• INPUT DATA:
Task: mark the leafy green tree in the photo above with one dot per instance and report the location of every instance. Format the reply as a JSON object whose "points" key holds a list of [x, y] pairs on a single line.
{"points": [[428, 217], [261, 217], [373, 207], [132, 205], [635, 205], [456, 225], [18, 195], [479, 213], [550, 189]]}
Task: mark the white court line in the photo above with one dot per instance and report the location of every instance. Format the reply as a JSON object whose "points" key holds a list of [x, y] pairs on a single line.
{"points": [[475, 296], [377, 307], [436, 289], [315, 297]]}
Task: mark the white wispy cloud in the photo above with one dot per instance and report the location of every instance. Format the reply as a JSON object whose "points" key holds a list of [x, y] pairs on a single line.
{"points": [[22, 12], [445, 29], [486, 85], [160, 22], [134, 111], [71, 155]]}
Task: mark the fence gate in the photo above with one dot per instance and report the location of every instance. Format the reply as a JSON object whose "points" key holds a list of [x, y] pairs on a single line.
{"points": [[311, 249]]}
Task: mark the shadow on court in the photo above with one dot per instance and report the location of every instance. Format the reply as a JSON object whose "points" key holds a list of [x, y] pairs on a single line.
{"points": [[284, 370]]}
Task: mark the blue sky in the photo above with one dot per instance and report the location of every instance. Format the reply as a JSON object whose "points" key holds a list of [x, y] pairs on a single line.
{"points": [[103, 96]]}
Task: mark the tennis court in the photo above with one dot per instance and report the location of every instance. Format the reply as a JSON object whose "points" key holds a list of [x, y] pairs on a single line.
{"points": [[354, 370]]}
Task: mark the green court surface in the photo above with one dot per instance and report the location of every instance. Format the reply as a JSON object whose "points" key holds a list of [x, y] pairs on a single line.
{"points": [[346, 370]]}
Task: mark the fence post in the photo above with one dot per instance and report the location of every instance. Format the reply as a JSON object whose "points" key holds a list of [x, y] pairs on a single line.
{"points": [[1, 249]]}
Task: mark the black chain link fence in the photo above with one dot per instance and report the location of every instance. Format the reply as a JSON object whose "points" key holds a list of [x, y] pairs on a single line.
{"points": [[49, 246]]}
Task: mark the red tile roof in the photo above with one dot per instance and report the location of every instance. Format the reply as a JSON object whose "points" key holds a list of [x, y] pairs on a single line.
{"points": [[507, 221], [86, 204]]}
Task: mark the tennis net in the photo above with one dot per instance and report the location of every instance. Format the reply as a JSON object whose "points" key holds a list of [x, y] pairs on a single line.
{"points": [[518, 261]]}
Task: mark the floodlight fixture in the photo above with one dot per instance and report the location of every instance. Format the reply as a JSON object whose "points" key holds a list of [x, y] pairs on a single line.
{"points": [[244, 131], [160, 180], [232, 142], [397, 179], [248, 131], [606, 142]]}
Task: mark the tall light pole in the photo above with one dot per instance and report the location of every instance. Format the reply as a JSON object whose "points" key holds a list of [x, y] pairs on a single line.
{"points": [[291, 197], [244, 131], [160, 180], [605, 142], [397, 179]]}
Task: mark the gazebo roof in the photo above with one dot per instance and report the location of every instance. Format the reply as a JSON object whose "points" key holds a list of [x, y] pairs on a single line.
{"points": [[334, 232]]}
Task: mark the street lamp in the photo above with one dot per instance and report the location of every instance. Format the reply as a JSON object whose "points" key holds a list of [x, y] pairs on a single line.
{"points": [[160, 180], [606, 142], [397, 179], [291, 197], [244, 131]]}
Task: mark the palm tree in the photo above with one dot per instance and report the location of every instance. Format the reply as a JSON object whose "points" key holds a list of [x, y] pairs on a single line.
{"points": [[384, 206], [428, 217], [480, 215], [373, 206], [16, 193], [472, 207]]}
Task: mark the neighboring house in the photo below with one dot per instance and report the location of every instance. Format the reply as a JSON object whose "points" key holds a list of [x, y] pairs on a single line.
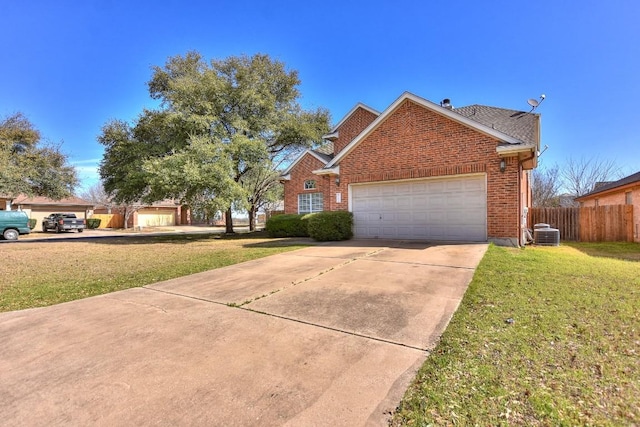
{"points": [[625, 191], [165, 213], [39, 207], [419, 170]]}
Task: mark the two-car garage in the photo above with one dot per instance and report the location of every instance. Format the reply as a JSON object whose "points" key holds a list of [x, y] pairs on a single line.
{"points": [[453, 208]]}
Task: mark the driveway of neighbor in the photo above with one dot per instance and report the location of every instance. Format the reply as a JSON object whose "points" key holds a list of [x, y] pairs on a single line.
{"points": [[327, 335]]}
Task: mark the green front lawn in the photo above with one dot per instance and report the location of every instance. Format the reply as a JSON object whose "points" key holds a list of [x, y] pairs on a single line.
{"points": [[543, 336], [37, 274]]}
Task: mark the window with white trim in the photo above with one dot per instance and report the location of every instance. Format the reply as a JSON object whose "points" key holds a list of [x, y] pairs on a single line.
{"points": [[309, 203]]}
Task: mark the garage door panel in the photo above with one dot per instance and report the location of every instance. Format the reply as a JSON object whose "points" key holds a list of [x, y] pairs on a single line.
{"points": [[438, 209]]}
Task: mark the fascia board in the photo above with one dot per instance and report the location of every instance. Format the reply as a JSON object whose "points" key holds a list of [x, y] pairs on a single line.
{"points": [[346, 116], [521, 148], [326, 171], [429, 105], [296, 161], [331, 136]]}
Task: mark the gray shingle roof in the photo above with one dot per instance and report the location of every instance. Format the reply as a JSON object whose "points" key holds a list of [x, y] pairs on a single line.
{"points": [[326, 157], [611, 185], [326, 148], [517, 124]]}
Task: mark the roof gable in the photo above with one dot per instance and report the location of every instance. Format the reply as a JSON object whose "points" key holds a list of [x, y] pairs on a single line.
{"points": [[519, 124], [631, 179], [324, 158], [351, 112], [451, 114]]}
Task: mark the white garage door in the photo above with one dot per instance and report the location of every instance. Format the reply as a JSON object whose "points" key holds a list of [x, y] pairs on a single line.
{"points": [[430, 209], [156, 218]]}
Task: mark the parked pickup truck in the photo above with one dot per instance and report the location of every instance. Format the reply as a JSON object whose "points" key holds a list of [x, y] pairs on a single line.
{"points": [[13, 223], [60, 222]]}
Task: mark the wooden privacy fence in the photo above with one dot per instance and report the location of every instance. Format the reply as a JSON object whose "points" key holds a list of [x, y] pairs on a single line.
{"points": [[612, 223]]}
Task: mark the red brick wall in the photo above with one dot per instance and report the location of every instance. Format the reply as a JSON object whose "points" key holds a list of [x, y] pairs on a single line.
{"points": [[356, 123], [415, 142]]}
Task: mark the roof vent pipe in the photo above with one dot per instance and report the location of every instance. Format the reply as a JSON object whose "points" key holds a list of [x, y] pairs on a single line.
{"points": [[446, 103]]}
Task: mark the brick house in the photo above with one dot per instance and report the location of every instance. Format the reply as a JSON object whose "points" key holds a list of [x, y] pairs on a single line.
{"points": [[421, 170], [625, 191]]}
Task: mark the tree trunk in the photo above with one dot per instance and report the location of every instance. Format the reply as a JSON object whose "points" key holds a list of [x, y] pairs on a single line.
{"points": [[252, 218], [228, 221]]}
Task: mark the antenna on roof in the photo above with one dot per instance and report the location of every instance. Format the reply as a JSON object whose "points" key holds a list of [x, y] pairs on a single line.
{"points": [[534, 102]]}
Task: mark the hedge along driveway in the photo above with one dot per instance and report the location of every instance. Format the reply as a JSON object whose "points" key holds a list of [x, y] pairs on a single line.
{"points": [[37, 274]]}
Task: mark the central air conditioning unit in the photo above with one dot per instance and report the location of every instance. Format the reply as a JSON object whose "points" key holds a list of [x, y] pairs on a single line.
{"points": [[546, 236]]}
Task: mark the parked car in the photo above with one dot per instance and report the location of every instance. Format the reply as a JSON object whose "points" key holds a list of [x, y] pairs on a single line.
{"points": [[60, 222], [13, 223]]}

• EXERCISE AIM: Would you please repeat all the data word for word, but without the pictures?

• RESPONSE BOX:
Task: mark the leafy green tree in the photo above with one dot per instance and report the location of every instance. Format the reply as a JSON object whose "points" key holds a list of [x, y] pairs on a single line.
{"points": [[428, 217], [261, 217], [373, 207], [132, 205], [635, 205], [456, 225], [18, 195], [479, 213], [550, 189]]}
Task: mark the white court line in the photo above with one dot per instance and report the location of every instance. Format the reply as a JSON object whose "points" key holds a list of [x, y] pairs on a single line.
{"points": [[475, 296], [377, 307], [436, 289], [315, 297]]}
Task: mark the white wispy cloud in the photo above with one dot per instance and report the location of every instance. Format the reply as a JSON object whose "points" key holds a list of [x, y] pairs on a single line.
{"points": [[22, 12], [445, 29], [486, 85], [160, 22], [134, 111], [71, 155]]}
Task: mark the fence gate in the photo above with one dot per instance and report the location of every instance. Format the reply as a JSON object whose "points" key holds a list of [x, y] pairs on a single line.
{"points": [[311, 249]]}
Task: mark the shadow on court in the photo above with one dot per instance and report the location of every instance. Format the reply as a JSON object whose "points" key holds a list of [x, y] pairs on a single line.
{"points": [[284, 370]]}
Task: mark the blue sky in the photo above with one dot per instance and report the location of every instance. Format the reply as a JSON object whose "points" key holds a list of [x, y] pairs on a single line.
{"points": [[103, 96]]}
Task: mark the tennis court in the photo above with one dot per instance and report the location of every instance. Format the reply as a JSON object whose "points" key holds a list of [x, y] pairs on a single line.
{"points": [[354, 370]]}
Task: mark the green court surface in the photo above with one dot per instance and report the location of every instance. Format the reply as a JSON object whose "points" key holds a list of [x, y] pairs on a single line.
{"points": [[346, 370]]}
Task: mark the fence post in the photo above with one dot per instance and report the location of every instance. Format the reply as a JSON object whose "points" key holds a list of [x, y] pairs on a single line.
{"points": [[1, 249]]}
Task: mark the black chain link fence in the photo above with one dot per instance and report the location of every instance. Format the reply as a JSON object whose "points" key holds a list of [x, y] pairs on a single line.
{"points": [[49, 246]]}
Task: mark the red tile roof in the photo above with one dot per instance and report the location of every instance. Format the reply as a JSON object whose "points" key holds a list of [x, y] pairs on a single line.
{"points": [[507, 221], [86, 204]]}
Task: mark the tennis net in the photo above with one dot per instance and report the location of every instance. Format the reply as a JSON object whose "points" key holds a list of [x, y] pairs on a single line.
{"points": [[518, 261]]}
Task: mark the floodlight fixture in the photo above with one dot per instance and report the location of every instance. Format the reply as a JSON object whose "points" key holds a list of [x, y] pairs on a single line.
{"points": [[244, 131], [160, 180], [232, 142], [397, 179], [248, 131], [606, 142]]}
Task: mark the tall light pole in the photo above with one dot per instance and report the location of every instance. Format the reply as a JSON object whose "points" key holds a list of [x, y] pairs on a single line.
{"points": [[291, 197], [244, 131], [160, 180], [605, 142], [397, 179]]}
Task: mark the gazebo roof in the photo above with one dot per instance and report the location of every instance. Format the reply as a JSON object whose "points" key holds a list of [x, y] pairs on a single line.
{"points": [[334, 232]]}
Task: mark the street lamp in the photo above with one dot per instance and report the location of every instance. Format the reply as a JSON object whose "points" key holds a list of [x, y] pairs on a single line.
{"points": [[160, 180], [606, 142], [397, 179], [291, 197], [244, 131]]}
Task: mark the palm tree in the photo above with one dot per instance and report the location of every instance. Format the reply as a JSON object whose "points" key holds a list of [x, y] pairs on a single line.
{"points": [[384, 206], [428, 217], [480, 215], [373, 206], [16, 193], [472, 207]]}
Task: mark the neighboring house in the photo below with one dot per instance and report the location of every instance. Format the reply as a JSON object whose "points" key holds a list of [x, y] pairs on a single line.
{"points": [[625, 191], [165, 213], [39, 207], [419, 170]]}
Task: mark the two-car garage in the photo above with one dot per instance and report the location of every instance. Format the reply as a JSON object whose "points" key holds a list of [x, y] pairs on a single line.
{"points": [[453, 208]]}
Task: mark the driveway of neighbor in the photo above with one dot per instance and report the location of every instance. Format the reply as a JSON object whose "points" key holds a list of [x, y] pairs on a single line.
{"points": [[327, 335]]}
Task: mark the green front lawn in the photo above with one dot per instance and report the location of every instance. Format the reply as a JSON object whose "points" key holds a list of [x, y] pairs on a single line.
{"points": [[543, 336], [37, 274]]}
Task: mark the window with white trim in the photo above with one dot per instance and report the location of every instance. Format the reply as a JSON object whose "points" key holds a list of [x, y] pairs on a single line.
{"points": [[309, 203]]}
Task: mark the garage door panel in the photo above with one dot per instance and report the location of every instance. Format the reply as a JSON object whose "points" key holds a list of [x, y] pairs on a single line.
{"points": [[438, 209]]}
Task: mark the fascia board in the photo above with one dot per instance and report the location of every instance. Format the reply as a JSON object whose "points" key holds a list of [x, y] pairs on a single line.
{"points": [[346, 116], [521, 148], [326, 171], [429, 105], [296, 161], [331, 136]]}
Task: mark the gray shingle roof in the photo above with one dot per instance and report the location of every instance. Format the reply as a JSON object whose "points" key holds a list of [x, y] pairs on a single line.
{"points": [[326, 157], [611, 185], [326, 148], [517, 124]]}
Task: mark the roof gable in the photo above with one dot per instance and report the location of every instance. Format the reply as a JSON object whose "points" key holds a list of [x, y] pairs on a single line.
{"points": [[519, 124], [631, 179], [324, 158], [351, 112], [451, 114]]}
Task: mark the white garage door in the photo above with one dot per instance and report the location of every instance. Format the reply as a JSON object whose "points" key holds a list of [x, y] pairs on a single line.
{"points": [[430, 209], [156, 218]]}
Task: mark the parked pickup truck in the photo above with one dot per instance and report the location of every instance. Format the reply as a JSON object whose "points" key holds a list of [x, y] pairs on a single line.
{"points": [[13, 223], [60, 222]]}
Task: mark the wooden privacy fence in the photo above with one dot per instance and report the location of every instance. Format the reply as a JSON object whose "points" key holds a list of [x, y] pairs on a single line.
{"points": [[612, 223]]}
Task: mark the red brick wall in the photo above with one dot per instance and report the location of every instance. Format the reply as a JSON object whose "points" key holds a list of [x, y] pairs on a single line.
{"points": [[356, 123], [415, 142]]}
Task: mark the roof vent pipe in the photo above with one dot per instance and report the location of every instance. Format the reply as a JSON object whose "points" key holds a list of [x, y] pairs on a single line.
{"points": [[446, 103]]}
Task: mark the brick house in the photo above with one dot per instance and report the location of every instance. Format the reply as a JSON object whose "points" key holds a list of [x, y] pairs on a single line.
{"points": [[421, 170], [625, 191]]}
Task: mark the tree trunk in the photo above with one dot per instance and report the location of every instance. Format the reply as a JSON object whose "points" key holds a list of [x, y] pairs on a single line.
{"points": [[252, 218], [228, 221]]}
Task: mark the antenna on roof in the photo above with one dot per instance and report the location of every instance. Format the reply as a JSON object whose "points" key holds a list of [x, y] pairs on a single line.
{"points": [[534, 102]]}
Task: mark the hedge along driveway in the photo above with one dot per instance and report the location of every instance. Format the reply as a JSON object whose "points" key holds a list of [x, y] pairs on a single line.
{"points": [[37, 274]]}
Task: mark the central air conditioning unit in the photo above with one dot per instance and report the location of every instance. Format the reply as a JSON object whose "points" key holds a list of [x, y] pairs on a single line.
{"points": [[546, 236]]}
Task: mark the parked car in the photo above with one dot per instance and report the location of every instance. Format the reply as a JSON object whose "points" key holds a list of [x, y] pairs on a single line.
{"points": [[60, 222], [13, 223]]}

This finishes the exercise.